>> begin Exercise data

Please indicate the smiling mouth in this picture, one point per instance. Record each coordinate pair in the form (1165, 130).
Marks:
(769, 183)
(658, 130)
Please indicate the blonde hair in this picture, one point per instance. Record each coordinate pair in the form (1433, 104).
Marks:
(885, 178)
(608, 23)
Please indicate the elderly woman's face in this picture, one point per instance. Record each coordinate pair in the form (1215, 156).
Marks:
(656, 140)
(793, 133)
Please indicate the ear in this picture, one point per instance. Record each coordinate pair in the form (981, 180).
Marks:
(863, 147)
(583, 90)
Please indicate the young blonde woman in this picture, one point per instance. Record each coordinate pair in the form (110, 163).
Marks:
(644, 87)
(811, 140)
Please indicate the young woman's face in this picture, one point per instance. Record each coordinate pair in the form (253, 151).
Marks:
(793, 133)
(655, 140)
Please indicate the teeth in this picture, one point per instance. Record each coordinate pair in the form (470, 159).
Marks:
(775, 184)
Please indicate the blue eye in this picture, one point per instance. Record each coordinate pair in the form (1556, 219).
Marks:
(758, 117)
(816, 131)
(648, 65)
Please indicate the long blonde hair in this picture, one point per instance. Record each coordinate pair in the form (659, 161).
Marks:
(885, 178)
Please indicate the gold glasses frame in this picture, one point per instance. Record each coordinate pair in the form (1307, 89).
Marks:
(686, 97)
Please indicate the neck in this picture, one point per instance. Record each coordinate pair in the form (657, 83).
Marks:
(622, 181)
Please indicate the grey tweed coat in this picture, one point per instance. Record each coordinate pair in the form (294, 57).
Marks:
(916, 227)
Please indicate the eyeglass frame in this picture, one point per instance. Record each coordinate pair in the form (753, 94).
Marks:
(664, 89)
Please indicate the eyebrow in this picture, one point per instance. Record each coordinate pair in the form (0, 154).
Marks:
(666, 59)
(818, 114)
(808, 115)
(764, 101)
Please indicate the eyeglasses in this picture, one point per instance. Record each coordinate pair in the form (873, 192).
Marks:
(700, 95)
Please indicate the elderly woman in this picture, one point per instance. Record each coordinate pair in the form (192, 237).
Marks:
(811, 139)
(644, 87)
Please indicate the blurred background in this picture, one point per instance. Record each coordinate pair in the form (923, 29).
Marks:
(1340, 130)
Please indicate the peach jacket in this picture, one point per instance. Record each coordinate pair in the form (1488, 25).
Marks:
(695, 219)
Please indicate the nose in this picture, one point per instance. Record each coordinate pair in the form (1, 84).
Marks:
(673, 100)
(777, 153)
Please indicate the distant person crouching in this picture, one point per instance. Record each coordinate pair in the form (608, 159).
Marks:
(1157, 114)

>> end Exercise data
>> begin Exercise data

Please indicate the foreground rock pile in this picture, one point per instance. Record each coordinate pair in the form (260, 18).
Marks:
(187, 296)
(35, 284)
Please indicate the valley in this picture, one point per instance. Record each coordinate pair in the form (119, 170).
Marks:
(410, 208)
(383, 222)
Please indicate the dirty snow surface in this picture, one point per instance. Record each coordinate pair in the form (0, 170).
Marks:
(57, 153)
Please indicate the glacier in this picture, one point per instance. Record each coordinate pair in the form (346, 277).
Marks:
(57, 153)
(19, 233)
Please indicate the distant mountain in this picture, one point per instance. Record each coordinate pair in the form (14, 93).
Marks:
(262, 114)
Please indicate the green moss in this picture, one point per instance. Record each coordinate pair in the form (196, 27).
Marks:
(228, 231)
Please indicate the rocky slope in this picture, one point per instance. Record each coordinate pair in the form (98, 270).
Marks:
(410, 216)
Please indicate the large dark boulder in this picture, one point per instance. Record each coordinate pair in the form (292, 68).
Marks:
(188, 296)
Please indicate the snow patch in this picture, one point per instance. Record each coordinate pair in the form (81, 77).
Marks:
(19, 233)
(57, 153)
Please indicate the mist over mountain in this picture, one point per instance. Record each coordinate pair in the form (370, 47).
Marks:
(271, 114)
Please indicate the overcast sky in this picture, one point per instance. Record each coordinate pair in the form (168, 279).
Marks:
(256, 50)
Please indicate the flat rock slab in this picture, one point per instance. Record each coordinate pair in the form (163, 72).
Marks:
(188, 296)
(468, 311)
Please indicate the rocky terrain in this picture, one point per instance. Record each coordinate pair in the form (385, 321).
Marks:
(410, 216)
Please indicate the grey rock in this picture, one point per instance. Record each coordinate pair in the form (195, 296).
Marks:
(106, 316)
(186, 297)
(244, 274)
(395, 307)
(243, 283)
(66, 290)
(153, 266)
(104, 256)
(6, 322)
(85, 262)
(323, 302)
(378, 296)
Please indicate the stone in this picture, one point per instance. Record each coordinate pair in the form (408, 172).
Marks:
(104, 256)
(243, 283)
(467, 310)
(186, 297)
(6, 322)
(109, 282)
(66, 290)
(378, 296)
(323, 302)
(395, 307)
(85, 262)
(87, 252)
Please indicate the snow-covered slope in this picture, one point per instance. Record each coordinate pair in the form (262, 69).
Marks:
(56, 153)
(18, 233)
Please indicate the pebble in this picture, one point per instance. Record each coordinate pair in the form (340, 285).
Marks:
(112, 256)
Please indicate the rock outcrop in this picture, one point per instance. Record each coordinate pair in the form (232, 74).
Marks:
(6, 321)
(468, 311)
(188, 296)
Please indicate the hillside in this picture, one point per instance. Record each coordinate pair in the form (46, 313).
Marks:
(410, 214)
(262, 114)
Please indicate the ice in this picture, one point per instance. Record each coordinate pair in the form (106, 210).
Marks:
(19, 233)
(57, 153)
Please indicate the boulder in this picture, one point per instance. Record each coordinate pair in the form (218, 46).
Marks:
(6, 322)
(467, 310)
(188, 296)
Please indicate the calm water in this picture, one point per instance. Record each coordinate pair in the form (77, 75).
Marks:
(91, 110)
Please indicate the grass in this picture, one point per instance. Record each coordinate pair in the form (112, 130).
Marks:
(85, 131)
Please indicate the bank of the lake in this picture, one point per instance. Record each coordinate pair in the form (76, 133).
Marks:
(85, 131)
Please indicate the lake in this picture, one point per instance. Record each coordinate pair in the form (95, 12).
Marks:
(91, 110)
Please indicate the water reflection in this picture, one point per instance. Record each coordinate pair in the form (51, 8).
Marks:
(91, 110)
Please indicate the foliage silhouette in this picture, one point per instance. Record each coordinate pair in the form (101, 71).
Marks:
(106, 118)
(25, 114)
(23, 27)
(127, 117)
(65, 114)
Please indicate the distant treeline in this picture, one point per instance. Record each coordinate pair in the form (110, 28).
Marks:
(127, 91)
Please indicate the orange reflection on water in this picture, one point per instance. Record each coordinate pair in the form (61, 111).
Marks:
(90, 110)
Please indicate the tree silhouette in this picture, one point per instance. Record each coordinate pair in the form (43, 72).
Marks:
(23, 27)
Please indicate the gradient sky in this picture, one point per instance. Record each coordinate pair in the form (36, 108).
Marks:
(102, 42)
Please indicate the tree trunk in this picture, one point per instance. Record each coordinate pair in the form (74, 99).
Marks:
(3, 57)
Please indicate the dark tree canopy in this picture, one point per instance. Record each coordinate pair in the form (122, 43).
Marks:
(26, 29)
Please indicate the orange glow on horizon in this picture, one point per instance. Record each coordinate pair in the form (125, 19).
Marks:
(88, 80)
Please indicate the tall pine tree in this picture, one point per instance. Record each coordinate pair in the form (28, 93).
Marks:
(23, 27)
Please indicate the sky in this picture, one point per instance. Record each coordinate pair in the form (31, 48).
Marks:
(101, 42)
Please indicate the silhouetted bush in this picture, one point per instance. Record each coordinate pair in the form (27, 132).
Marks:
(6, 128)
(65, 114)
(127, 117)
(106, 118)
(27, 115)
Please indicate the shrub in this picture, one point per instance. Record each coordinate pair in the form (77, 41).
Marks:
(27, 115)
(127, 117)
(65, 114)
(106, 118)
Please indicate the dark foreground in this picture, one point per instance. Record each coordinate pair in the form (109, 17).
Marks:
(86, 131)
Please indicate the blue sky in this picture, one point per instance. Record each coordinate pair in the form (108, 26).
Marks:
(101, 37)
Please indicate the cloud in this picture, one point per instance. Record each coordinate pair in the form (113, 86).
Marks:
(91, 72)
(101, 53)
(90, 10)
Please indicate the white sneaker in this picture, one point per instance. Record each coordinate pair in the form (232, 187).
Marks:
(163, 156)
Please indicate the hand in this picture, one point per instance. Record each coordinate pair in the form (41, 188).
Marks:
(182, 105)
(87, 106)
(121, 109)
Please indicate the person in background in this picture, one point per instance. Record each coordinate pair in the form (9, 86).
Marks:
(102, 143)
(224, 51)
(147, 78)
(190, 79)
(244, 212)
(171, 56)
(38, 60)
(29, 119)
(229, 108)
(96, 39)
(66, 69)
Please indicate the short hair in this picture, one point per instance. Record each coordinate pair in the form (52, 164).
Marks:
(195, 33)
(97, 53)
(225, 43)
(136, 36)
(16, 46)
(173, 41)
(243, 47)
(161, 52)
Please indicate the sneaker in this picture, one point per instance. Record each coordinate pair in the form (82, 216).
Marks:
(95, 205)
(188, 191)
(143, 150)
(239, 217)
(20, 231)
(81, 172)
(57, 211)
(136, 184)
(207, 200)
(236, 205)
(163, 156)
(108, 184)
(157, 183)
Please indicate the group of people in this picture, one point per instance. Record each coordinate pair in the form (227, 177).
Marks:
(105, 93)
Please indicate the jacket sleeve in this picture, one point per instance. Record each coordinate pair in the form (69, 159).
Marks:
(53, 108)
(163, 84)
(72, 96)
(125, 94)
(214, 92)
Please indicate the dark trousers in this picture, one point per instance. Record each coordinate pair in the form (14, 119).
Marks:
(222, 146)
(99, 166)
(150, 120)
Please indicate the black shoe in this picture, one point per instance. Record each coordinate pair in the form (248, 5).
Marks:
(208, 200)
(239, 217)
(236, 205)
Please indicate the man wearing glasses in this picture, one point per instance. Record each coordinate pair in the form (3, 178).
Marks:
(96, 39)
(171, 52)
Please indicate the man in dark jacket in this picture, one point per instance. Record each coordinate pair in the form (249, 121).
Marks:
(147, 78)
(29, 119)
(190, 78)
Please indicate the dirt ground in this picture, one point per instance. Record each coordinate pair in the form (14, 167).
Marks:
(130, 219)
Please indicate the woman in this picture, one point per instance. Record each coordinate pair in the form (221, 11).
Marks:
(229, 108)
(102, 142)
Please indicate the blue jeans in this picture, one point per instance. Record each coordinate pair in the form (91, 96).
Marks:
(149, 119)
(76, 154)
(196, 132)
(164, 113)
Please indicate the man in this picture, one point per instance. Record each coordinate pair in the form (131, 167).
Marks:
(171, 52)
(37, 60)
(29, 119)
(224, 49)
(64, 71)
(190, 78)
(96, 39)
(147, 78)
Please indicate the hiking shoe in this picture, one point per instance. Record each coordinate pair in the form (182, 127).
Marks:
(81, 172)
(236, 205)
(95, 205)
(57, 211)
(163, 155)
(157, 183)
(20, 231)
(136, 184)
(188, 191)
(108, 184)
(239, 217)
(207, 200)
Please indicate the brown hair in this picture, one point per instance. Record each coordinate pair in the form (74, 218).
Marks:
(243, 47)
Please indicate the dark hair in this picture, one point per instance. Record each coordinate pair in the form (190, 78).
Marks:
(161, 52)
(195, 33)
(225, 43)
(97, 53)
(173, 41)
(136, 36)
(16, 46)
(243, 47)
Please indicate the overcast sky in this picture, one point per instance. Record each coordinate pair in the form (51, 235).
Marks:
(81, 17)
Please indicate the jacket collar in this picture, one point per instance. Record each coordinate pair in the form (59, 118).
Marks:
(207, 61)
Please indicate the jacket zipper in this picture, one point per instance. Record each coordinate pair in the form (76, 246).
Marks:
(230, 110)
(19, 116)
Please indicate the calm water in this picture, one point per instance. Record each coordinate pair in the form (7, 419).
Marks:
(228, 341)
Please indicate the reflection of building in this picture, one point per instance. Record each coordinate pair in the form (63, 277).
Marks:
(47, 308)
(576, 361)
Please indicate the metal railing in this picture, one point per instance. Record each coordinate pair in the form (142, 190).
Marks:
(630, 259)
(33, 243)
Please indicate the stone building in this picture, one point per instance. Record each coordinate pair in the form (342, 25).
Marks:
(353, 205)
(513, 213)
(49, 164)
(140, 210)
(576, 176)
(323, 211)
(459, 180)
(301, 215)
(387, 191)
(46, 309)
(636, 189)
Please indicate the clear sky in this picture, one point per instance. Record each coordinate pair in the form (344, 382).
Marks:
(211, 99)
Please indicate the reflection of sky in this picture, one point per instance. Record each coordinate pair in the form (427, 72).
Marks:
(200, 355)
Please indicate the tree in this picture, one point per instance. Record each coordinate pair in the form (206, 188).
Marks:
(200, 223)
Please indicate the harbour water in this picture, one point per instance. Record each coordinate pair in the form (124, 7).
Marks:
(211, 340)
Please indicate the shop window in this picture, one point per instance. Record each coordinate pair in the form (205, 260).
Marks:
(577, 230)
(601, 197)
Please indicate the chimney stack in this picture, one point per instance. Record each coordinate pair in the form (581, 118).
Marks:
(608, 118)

>> end Exercise data

Goal: Copy out the entries from the line containing "Please indicate the peach" through the line containing "(1157, 114)", including both of those lines, with no changes.

Solved exercise:
Please indicate the peach jacket in this picture, one point per instance. Record each coordinate pair in the form (1488, 25).
Marks:
(695, 219)
Please indicate the nose in this picture, one point per instance. Record each coordinate pair in the form (1, 84).
Marks:
(673, 100)
(777, 153)
Please indicate the distant person crouching in this picture, one point per instance. Record each coordinate pair in the form (608, 159).
Marks:
(1157, 114)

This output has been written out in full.